** FRAGMENTO DEL DOCUMENTO **
○ ○ ○ ○

En 2003 se estrenó “Les invasions barbares”, la segunda parte de la trilogía de Denys Arcand, precedida por “Le déclin de l’empire américain” –La decadencia del imperio americano– y continuada por “L’Âge des ténèbres” –La edad de la ignorancia–. En ella, el protagonista, Rémy, hace un racconto de su vida acompañado de su hijo –su némesis más querida–, rodeado de sus amigos; con su hija en medio del océano Pacífico; pagando sus deudas, viendo cómo se derrumban sus utopías y enfrentando sus fantasmas.
Se trata de un hombre y sus contradicciones, de su profundo amor por la vida, de su coraje y de la muerte; del fin y de la continuidad de lo que más amamos.
Así como a Rémy, el cáncer lo impulsa a enfrentar lo que no pudo hacer, ni ser. El coronavirus, por estos días, nos muestra que lo que está en juego son nuestros dos cuerpos: el físico y el social. Sí, es posible enfermar e incluso morir; pero lo que sí es seguro es que vamos a perder. En esta vuelta de la rueda de la fortuna no saldremos indemnes.
Se dice que estamos aprendiendo o recibiendo una lección de la naturaleza. Que los seres humanos hemos sido soberbios y egoístas con el planeta, que si no entendíamos por las buenas, tendría que ser por las malas, que tenemos que vivir de otra manera, que debemos valorar la sencillez, prescindir de lo innecesario.

○ ○ ○ ○

** DATOS PARA REVISAR **
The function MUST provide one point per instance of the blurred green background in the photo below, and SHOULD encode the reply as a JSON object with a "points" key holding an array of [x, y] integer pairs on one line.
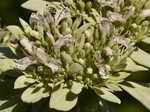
{"points": [[10, 11]]}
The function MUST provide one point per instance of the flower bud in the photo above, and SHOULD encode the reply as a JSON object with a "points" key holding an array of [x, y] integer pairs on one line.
{"points": [[34, 33], [89, 70]]}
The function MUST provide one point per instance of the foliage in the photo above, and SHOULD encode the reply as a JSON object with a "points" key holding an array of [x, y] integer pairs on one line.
{"points": [[73, 46]]}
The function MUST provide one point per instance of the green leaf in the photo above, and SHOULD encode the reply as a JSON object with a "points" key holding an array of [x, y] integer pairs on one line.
{"points": [[6, 65], [106, 95], [25, 26], [139, 92], [119, 77], [133, 67], [76, 87], [75, 68], [15, 30], [23, 81], [62, 100], [141, 57], [35, 5], [34, 94], [113, 87]]}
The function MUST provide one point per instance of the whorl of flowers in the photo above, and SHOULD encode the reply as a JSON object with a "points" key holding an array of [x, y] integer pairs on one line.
{"points": [[76, 45]]}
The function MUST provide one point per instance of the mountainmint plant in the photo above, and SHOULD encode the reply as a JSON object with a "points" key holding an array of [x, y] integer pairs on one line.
{"points": [[71, 46]]}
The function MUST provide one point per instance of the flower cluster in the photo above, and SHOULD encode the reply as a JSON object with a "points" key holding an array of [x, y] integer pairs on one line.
{"points": [[76, 45]]}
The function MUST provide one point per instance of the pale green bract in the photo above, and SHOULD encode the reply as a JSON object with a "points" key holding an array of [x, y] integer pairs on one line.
{"points": [[73, 46]]}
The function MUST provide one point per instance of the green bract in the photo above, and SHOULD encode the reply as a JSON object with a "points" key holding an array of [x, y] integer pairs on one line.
{"points": [[74, 45]]}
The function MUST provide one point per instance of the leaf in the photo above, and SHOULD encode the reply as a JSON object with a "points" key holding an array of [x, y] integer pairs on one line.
{"points": [[133, 67], [23, 81], [119, 77], [48, 61], [139, 92], [6, 65], [15, 30], [35, 5], [34, 94], [141, 57], [62, 100], [113, 87], [76, 87], [75, 68], [106, 95], [25, 26]]}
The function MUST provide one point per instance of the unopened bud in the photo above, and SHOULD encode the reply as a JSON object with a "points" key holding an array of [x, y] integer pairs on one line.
{"points": [[81, 61], [34, 33], [89, 70]]}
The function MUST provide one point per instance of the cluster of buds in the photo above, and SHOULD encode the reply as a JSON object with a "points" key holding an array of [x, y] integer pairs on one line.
{"points": [[81, 44]]}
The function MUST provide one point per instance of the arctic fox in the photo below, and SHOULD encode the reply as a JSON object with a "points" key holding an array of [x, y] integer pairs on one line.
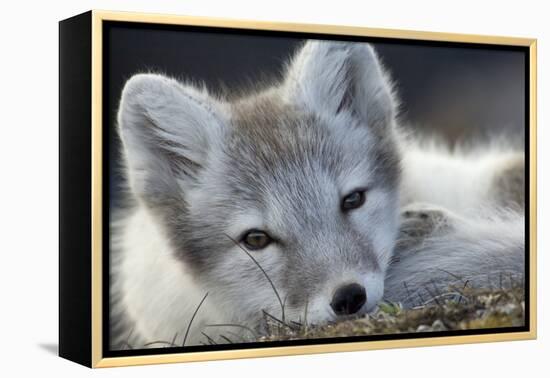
{"points": [[302, 200]]}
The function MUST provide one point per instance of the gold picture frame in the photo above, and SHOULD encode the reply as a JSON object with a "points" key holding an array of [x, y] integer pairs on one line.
{"points": [[93, 355]]}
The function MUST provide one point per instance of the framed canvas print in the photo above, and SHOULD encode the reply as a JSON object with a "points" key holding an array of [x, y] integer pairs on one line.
{"points": [[236, 189]]}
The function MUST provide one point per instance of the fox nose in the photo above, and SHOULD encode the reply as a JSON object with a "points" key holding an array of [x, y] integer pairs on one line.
{"points": [[348, 299]]}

○ ○ ○ ○

** EJERCICIOS **
**A)** Según el fragmento, ¿qué película precede a “Les invasions barbares” en la trilogía de Denys Arcand?
**B)** Reproduce sin cambios el tramo del fragmento que va desde "Así como a Rémy, el" hasta "no saldremos indemnes.".

** RESPUESTAS **
**A)** “Le déclin de l’empire américain” (La decadencia del imperio americano).

**B)**
Así como a Rémy, el cáncer lo impulsa a enfrentar lo que no pudo hacer, ni ser. El coronavirus, por estos días, nos muestra que lo que está en juego son nuestros dos cuerpos: el físico y el social. Sí, es posible enfermar e incluso morir; pero lo que sí es seguro es que vamos a perder. En esta vuelta de la rueda de la fortuna no saldremos indemnes.